Microsoft founder and chairman Bill Gates unveiled new initiatives designed to further the company’s vision of turning homes into digital media networks linked to its software, video game machine and Internet services. He said Microsoft’s most-recent product releases, the Windows XP operating system and the Xbox game machine, had been selling well, against a backdrop of somewhat stronger than expected year-end sales for both computers and other consumer electronics than many had expected. In his keynote address at the Consumer Electronics Show, Gates said Windows XP has sold more than 17 million copies since its Oct 25 release, making it Microsoft’s fastest-selling operating system to date.

“The opportunities for the consumer electronics, software and media industries have never been greater and this cycle of innovation has the potential to deliver valuable stimulus to the economy,” Gates said in his prepared remarks. Microsoft met the high end of its estimates with the Xbox, shipping 1.5 million machines in the near six weeks between its launch and year-end, Gates said.

Microsoft and its rivals in the fast-growing video game market, Sony and Nintendo, have sparred over which platform has sold fastest. Gates, who also serves as Microsoft’s chief software architect, pointed to the average of the more than three games sold for every Xbox, as evidence the platform making an impact against its more-established rivals.

Gates also unveiled two new initiatives known by their internal code names: ‘Mira’, a technology platform for wireless home computing, and ‘Freestyle’, a hardware and software package for Windows XP-based PCs that promises to turn computers into something more like digital entertainment centres. Mira, based on the latest version of Microsoft’s portable operating system, would enable a range of wireless devices, such as PC monitors that detach and become portable touch-screen tablets, Gates said. He added that Microsoft was working with companies like Intel towards a goal of bringing the first products based on the new software to market in time for the year-end holiday season in 2002.

^^^^^^^^^^^^^^^^

*Short problem*
Reproduce the passage on Microsoft's home media plans word for word, starting at the words "Microsoft founder and" and ending after "system to date.".

*Data provided*
^^^^^^^^^^^^^^^^

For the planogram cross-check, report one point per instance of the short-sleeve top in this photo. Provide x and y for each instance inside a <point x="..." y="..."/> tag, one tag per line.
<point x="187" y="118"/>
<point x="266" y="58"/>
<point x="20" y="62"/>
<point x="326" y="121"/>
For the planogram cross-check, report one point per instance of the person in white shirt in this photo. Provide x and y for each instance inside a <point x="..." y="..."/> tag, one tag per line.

^^^^^^^^^^^^^^^^

*Solution to this exercise*
Microsoft founder and chairman Bill Gates unveiled new initiatives designed to further the company’s vision of turning homes into digital media networks linked to its software, video game machine and Internet services. He said Microsoft’s most-recent product releases, the Windows XP operating system and the Xbox game machine, had been selling well, against a backdrop of somewhat stronger than expected year-end sales for both computers and other consumer electronics than many had expected. In his keynote address at the Consumer Electronics Show, Gates said Windows XP has sold more than 17 million copies since its Oct 25 release, making it Microsoft’s fastest-selling operating system to date.